▸ PROBLEM DETAILS
An exact reproduction of all the entries is what the answer must contain.

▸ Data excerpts
——————————

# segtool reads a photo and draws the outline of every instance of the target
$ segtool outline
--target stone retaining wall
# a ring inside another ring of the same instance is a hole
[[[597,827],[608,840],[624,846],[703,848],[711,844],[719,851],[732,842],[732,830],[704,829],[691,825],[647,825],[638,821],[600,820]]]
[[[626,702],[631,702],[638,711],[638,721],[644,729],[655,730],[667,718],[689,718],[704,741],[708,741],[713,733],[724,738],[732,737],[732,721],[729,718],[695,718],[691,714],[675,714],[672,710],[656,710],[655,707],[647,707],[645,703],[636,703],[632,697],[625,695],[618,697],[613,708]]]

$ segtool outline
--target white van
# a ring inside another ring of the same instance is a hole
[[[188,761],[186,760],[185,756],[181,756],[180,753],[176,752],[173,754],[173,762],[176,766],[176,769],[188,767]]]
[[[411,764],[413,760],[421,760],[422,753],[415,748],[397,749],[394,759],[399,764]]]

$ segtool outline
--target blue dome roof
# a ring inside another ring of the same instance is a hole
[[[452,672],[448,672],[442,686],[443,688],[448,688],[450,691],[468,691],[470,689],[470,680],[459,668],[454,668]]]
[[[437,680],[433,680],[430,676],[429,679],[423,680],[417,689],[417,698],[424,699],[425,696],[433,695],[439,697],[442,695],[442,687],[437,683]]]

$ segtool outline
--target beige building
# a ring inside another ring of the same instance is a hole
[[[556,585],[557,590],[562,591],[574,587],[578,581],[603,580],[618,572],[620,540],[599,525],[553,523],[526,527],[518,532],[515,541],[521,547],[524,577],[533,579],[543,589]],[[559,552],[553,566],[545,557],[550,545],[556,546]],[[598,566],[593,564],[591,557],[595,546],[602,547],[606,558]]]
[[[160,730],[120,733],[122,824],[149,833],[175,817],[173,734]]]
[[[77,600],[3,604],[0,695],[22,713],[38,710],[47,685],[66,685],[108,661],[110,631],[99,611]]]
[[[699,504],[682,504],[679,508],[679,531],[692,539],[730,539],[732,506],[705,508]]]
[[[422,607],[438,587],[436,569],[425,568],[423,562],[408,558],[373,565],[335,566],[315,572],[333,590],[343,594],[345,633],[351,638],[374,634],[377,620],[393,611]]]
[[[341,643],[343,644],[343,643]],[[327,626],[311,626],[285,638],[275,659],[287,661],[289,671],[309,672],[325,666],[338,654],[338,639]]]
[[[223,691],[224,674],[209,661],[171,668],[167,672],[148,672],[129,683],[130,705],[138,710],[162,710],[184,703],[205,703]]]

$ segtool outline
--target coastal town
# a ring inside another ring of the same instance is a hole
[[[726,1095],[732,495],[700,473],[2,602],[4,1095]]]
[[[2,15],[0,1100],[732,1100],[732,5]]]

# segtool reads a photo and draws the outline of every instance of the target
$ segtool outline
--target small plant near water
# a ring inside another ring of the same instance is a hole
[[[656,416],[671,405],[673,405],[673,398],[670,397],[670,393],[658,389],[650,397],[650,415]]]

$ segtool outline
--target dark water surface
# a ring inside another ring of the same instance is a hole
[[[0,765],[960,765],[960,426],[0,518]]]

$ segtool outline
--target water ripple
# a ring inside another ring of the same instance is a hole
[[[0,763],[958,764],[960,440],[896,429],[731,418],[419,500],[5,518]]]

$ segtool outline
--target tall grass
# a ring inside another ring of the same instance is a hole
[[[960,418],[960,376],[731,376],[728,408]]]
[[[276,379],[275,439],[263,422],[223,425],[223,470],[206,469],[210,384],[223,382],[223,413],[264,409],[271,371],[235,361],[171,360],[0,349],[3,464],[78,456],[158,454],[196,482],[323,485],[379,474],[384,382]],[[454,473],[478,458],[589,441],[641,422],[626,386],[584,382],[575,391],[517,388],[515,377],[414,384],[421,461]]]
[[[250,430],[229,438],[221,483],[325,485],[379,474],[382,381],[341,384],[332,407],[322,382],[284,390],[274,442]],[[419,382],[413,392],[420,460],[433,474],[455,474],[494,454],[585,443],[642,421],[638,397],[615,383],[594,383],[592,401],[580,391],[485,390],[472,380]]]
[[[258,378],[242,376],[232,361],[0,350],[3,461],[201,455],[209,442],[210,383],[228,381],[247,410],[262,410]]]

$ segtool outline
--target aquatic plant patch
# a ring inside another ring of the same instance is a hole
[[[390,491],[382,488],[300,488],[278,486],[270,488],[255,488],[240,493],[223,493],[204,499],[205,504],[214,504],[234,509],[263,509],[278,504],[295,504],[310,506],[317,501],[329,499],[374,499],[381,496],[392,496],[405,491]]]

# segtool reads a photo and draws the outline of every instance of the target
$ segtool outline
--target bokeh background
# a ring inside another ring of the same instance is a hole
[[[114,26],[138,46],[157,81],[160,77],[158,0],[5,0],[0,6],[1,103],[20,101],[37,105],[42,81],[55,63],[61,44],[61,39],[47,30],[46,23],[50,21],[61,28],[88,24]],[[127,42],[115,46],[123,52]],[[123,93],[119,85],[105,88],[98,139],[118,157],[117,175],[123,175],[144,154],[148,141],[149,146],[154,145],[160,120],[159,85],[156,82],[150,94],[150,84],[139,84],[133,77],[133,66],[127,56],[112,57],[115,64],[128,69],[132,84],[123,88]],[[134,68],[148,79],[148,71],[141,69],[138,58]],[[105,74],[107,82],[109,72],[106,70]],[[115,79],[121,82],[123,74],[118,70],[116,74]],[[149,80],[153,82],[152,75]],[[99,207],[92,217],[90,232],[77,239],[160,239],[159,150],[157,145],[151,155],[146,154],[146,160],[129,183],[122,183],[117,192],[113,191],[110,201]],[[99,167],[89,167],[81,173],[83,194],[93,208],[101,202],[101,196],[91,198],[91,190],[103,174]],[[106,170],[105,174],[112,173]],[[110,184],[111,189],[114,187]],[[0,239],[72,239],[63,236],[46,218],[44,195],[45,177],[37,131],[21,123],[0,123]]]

——————————

▸ RESPONSE BOX
# segtool reads a photo and draws the outline of every instance of the target
$ segtool outline
--target stone retaining wall
# a ring inside another ring of the same instance is a hole
[[[597,827],[608,840],[624,846],[703,848],[711,844],[719,851],[732,842],[732,830],[704,829],[691,825],[647,825],[638,821],[600,820]]]
[[[626,702],[631,702],[638,711],[638,721],[644,729],[655,730],[667,718],[689,718],[704,741],[708,741],[713,733],[724,738],[732,737],[732,721],[729,718],[695,718],[691,714],[675,714],[672,710],[656,710],[655,707],[647,707],[645,703],[636,703],[632,697],[625,695],[618,697],[613,708]]]

$ segtool outline
--target white van
# a ring inside another ring of the same instance is a hole
[[[188,761],[186,760],[185,756],[181,756],[180,753],[176,752],[173,754],[173,762],[176,766],[176,769],[188,767]]]
[[[411,764],[413,760],[421,760],[422,753],[415,748],[397,749],[394,759],[399,764]]]

$ segtool outline
--target blue dome roof
# a ring inside another ring of the same instance is a hole
[[[452,672],[448,672],[442,686],[443,688],[448,688],[450,691],[468,691],[470,689],[470,680],[459,668],[454,668]]]
[[[437,680],[433,680],[430,676],[429,679],[423,680],[417,689],[417,698],[424,699],[425,696],[433,695],[439,697],[442,695],[442,687],[437,683]]]

$ segtool outline
--target beige building
# a ring inside another ring of the same instance is a hole
[[[556,585],[557,590],[562,591],[574,587],[578,581],[603,580],[618,572],[620,540],[599,525],[553,523],[526,527],[518,532],[515,541],[521,547],[524,577],[533,579],[543,589]],[[559,552],[553,566],[545,557],[550,545],[556,546]],[[598,566],[593,564],[591,557],[595,546],[602,547],[606,558]]]
[[[160,730],[120,733],[122,824],[149,833],[175,817],[173,734]]]
[[[77,600],[3,604],[0,695],[22,713],[38,710],[47,685],[66,685],[108,661],[110,631],[99,611]]]
[[[699,504],[682,504],[679,508],[679,531],[692,539],[730,539],[732,506],[705,508]]]
[[[422,607],[438,587],[436,569],[425,568],[423,562],[408,558],[373,565],[335,566],[315,572],[333,590],[343,594],[345,633],[351,638],[374,634],[377,620],[393,611]]]
[[[341,643],[343,644],[343,643]],[[327,626],[311,626],[285,638],[275,659],[287,661],[289,671],[309,672],[325,666],[338,654],[338,639]]]
[[[223,691],[224,674],[209,661],[171,668],[167,672],[148,672],[129,683],[130,705],[138,710],[162,710],[184,703],[205,703]]]

$ segtool outline
--target coastal town
# a ring inside another ring of the same instance is a hole
[[[726,1095],[732,495],[700,473],[2,602],[4,1095]]]
[[[2,15],[0,1100],[732,1100],[732,5]]]

# segtool reads a photo and draws the outline of every instance of the target
$ segtool outline
--target small plant near water
# a ring inside another ring of the same instance is a hole
[[[656,416],[671,405],[673,405],[673,398],[670,397],[670,393],[658,389],[650,397],[650,415]]]

$ segtool outline
--target dark water surface
# a ring inside another ring of the same instance is a hole
[[[0,765],[960,765],[960,426],[0,518]]]

$ segtool outline
--target water ripple
# a ring inside another ring of the same instance is a hole
[[[0,763],[958,764],[960,440],[896,429],[731,418],[419,500],[5,518]]]

$ segtool outline
--target tall grass
# a ring inside another ring of the same instance is a hole
[[[960,418],[960,376],[731,376],[728,408]]]
[[[276,379],[275,439],[263,422],[223,425],[223,470],[206,469],[210,384],[223,382],[223,413],[264,409],[271,371],[235,361],[171,360],[0,349],[3,464],[78,456],[158,454],[196,482],[323,485],[379,474],[384,382]],[[454,473],[478,458],[589,441],[641,422],[626,386],[584,382],[575,391],[517,388],[515,377],[414,384],[421,461]]]
[[[250,430],[229,438],[221,483],[325,485],[379,474],[382,381],[341,384],[332,407],[322,382],[284,390],[274,442]],[[419,382],[413,392],[420,460],[433,474],[455,474],[494,454],[585,443],[642,421],[638,397],[615,383],[594,383],[592,401],[580,391],[485,390],[472,380]]]
[[[258,378],[242,376],[232,361],[0,350],[3,461],[201,455],[209,442],[210,383],[228,381],[247,410],[262,410]]]

$ segtool outline
--target aquatic plant patch
# a ring inside another ring of the same instance is a hole
[[[390,491],[382,488],[300,488],[278,486],[270,488],[255,488],[240,493],[223,493],[204,499],[205,504],[214,504],[234,509],[263,509],[278,504],[295,504],[310,506],[317,501],[329,499],[374,499],[381,496],[392,496],[405,491]]]

# segtool reads a photo and draws the outline of every instance of the target
$ segtool outline
--target bokeh background
# a ring inside another ring of the same instance is a hole
[[[114,26],[138,46],[157,81],[160,77],[158,0],[5,0],[0,6],[1,103],[20,101],[37,105],[42,81],[55,63],[61,44],[61,39],[47,30],[46,23],[50,21],[61,28],[88,24]],[[127,42],[115,46],[123,52]],[[123,93],[119,85],[105,88],[98,139],[118,157],[117,175],[123,175],[144,154],[148,141],[149,146],[154,145],[160,120],[159,85],[156,82],[150,94],[150,84],[139,84],[133,77],[133,66],[127,56],[112,57],[115,64],[128,69],[132,84],[123,88]],[[134,68],[148,79],[148,71],[141,69],[138,58]],[[105,74],[107,82],[109,72],[106,70]],[[115,79],[121,82],[123,74],[118,70],[116,74]],[[149,80],[153,82],[152,75]],[[99,207],[92,217],[90,232],[77,239],[160,239],[159,150],[157,145],[151,155],[146,154],[146,160],[129,183],[122,183],[117,192],[113,191],[110,201]],[[99,167],[89,167],[81,173],[83,194],[93,208],[101,202],[101,196],[91,198],[91,190],[103,174]],[[106,170],[105,174],[112,173]],[[110,184],[111,189],[114,187]],[[0,239],[72,239],[63,236],[46,218],[44,195],[45,177],[37,131],[21,123],[0,123]]]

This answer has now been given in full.